# Aufgabe
Setze den Text über die „große Lösung“ in der Kinder- und Jugendhilfe im Anschluss an seinen letzten Satz fort.

# Zu prüfender Text
Wenn von „großen Lösungen“ die Rede ist, sollte man immer vorsichtig sein, denn große Lösungen wurden und werden in der Sozialen Daseinsfürsorge – und speziell in der Kinder- und Jugendhilfe – immer wieder versprochen –und halten dann oft ihre Versprechungen in keiner Weise.

Wenn im vorliegenden Heft von „großer Lösung“ die Rede ist, dann meint dies die schon vor 1990 und der Verabschiedung des Kinder- und Jugendhilfegesetzes diskutierte Zusammenführung der Eingliederungshilfe für Kinder und Jugendliche mit körperlichen, geistigen und seelischen Behinderungen unter dem Dach der Kinder- und Jugendhilfe. Was ist daran eine große Lösung?

# Bereitgestellte Einträge
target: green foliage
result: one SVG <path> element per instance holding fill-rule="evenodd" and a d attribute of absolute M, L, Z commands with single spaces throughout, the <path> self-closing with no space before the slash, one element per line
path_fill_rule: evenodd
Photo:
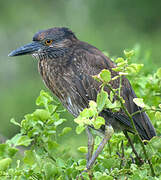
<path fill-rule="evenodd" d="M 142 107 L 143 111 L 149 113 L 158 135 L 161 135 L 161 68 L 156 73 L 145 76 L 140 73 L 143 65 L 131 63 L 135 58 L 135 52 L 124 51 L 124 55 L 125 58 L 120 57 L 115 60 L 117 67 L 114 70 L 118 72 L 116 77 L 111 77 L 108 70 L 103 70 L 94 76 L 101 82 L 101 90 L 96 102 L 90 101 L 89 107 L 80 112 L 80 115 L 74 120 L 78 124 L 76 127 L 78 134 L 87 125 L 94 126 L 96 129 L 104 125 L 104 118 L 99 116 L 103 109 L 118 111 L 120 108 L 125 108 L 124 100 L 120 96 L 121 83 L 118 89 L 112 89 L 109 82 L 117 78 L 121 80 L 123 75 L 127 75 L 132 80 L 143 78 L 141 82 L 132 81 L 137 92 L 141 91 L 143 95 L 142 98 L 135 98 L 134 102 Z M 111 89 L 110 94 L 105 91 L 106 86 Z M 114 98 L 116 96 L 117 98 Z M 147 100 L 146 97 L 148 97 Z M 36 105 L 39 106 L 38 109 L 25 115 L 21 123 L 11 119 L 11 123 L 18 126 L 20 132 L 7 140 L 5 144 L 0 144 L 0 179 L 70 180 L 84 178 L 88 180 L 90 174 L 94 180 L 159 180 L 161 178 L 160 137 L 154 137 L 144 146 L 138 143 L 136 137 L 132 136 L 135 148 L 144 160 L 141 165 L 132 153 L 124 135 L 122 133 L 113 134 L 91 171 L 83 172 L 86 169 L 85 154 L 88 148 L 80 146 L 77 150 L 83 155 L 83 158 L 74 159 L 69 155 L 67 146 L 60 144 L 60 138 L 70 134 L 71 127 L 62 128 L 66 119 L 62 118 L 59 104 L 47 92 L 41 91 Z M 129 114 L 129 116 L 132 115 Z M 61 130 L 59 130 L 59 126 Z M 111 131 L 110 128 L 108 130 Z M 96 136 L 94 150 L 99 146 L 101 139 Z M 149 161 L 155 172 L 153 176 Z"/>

...

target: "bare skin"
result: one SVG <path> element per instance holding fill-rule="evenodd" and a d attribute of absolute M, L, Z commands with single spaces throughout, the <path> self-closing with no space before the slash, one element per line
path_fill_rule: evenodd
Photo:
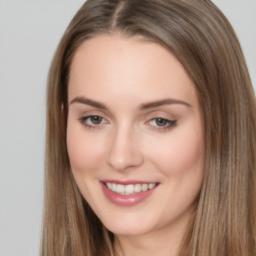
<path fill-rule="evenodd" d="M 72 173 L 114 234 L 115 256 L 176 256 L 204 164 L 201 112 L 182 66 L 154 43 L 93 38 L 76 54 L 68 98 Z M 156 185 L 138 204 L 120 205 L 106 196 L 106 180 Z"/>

* * *

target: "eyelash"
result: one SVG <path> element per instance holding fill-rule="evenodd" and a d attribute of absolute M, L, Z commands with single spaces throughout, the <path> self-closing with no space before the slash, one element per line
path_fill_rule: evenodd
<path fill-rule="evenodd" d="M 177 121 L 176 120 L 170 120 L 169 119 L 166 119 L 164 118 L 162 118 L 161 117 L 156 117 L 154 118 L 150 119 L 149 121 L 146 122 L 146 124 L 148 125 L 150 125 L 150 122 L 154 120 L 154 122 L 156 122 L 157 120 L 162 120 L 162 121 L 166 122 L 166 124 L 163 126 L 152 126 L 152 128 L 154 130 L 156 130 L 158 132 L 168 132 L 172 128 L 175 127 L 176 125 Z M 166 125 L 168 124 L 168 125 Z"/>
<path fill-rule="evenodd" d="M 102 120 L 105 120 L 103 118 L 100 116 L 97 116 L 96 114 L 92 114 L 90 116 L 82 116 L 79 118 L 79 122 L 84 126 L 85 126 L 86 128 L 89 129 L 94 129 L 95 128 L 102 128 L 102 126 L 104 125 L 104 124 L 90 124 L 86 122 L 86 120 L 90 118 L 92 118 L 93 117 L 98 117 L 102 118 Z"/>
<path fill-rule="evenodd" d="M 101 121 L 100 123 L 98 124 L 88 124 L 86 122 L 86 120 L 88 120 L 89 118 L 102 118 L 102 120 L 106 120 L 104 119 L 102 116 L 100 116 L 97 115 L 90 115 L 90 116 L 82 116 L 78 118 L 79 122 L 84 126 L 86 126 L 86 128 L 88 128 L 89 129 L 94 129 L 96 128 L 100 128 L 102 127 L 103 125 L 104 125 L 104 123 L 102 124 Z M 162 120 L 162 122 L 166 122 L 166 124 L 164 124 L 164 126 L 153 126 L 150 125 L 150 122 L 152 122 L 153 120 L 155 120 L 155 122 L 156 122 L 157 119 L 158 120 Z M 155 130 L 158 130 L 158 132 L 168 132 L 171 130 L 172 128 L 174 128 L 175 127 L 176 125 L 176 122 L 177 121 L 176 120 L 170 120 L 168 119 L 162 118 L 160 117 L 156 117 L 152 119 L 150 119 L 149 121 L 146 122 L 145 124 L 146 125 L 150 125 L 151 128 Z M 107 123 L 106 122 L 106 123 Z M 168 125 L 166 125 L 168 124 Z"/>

# Antwortbereich
Aktuell gilt bekanntlich, dass Unterstützungsleistungen für junge Menschen mit seelischen Behinderungen durch die Kinder- und Jugendhilfe im Rahmen der Hilfen zur Erziehung erbracht werden (Eingliederungshilfe nach § 35a SGB VIII – wegen der Nähe zu entwicklungsbedingtem „erzieherischenBedarf“) und Leistungen für junge Menschen mit körperlichen oder geistigen Behinderungen im Rahmen der Eingliederungshilfe (nach § 53a, § 54 SGB XII).

Das führt in der Praxis immer wieder zu Schwierigkeiten bei der Unterscheidung nach Art der Behinderung, denn die Formen der seelischen und geistigen Behinderung oder von Mehrfachbehinderungen sind häufig schwer zu unterscheiden.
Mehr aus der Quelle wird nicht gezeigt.